Count how many lines of the material below contain the word "model". Reply with that number alone.

DATA IN THIS EXERCISE:
___
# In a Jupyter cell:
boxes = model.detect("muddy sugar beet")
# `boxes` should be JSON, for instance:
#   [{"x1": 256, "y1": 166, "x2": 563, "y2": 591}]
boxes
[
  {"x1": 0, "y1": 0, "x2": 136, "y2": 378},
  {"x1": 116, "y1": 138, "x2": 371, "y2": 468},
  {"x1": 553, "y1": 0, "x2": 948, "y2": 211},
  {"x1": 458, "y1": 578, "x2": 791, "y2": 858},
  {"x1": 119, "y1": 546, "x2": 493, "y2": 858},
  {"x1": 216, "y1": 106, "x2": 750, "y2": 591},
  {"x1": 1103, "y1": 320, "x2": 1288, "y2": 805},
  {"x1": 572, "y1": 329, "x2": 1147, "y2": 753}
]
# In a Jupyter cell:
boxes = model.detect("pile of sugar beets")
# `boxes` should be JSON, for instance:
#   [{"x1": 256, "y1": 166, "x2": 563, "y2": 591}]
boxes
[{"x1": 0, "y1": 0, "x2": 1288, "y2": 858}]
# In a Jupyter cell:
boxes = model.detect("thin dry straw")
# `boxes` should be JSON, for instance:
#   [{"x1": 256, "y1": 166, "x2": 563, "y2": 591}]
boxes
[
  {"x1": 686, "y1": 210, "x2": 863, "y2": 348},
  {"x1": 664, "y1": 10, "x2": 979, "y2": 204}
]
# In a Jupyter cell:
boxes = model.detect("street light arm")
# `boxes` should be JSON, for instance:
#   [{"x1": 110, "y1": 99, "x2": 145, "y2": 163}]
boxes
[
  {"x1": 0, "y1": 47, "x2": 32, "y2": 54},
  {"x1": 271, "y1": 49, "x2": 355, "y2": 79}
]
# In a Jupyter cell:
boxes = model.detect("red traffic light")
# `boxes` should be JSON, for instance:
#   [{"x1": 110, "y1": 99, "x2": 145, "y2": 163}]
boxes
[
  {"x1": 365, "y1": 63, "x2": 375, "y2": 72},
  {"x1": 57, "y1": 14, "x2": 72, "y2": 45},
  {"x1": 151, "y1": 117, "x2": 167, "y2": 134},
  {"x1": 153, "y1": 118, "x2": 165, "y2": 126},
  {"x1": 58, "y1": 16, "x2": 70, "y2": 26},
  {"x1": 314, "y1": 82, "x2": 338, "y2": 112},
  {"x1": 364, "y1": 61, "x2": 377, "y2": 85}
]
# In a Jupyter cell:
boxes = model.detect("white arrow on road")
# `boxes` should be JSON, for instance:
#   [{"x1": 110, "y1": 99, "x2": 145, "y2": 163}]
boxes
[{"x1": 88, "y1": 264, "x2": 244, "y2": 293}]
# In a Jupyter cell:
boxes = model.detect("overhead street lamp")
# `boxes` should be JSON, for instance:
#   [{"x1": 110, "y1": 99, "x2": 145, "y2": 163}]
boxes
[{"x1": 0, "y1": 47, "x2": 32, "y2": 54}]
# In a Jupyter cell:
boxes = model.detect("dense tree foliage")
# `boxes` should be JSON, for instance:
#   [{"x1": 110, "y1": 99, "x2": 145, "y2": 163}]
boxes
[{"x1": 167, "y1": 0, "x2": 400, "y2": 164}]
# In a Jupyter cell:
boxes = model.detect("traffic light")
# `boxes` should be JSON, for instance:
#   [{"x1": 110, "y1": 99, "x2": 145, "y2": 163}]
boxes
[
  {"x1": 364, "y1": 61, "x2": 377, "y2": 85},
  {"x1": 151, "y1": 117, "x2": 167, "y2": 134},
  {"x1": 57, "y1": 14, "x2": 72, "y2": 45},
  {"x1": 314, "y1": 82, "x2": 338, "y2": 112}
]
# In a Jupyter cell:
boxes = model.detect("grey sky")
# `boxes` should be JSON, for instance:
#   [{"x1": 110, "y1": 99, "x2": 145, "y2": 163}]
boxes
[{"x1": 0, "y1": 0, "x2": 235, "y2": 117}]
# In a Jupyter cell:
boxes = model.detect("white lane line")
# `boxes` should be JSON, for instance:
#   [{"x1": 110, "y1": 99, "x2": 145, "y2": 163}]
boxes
___
FULL OUTPUT:
11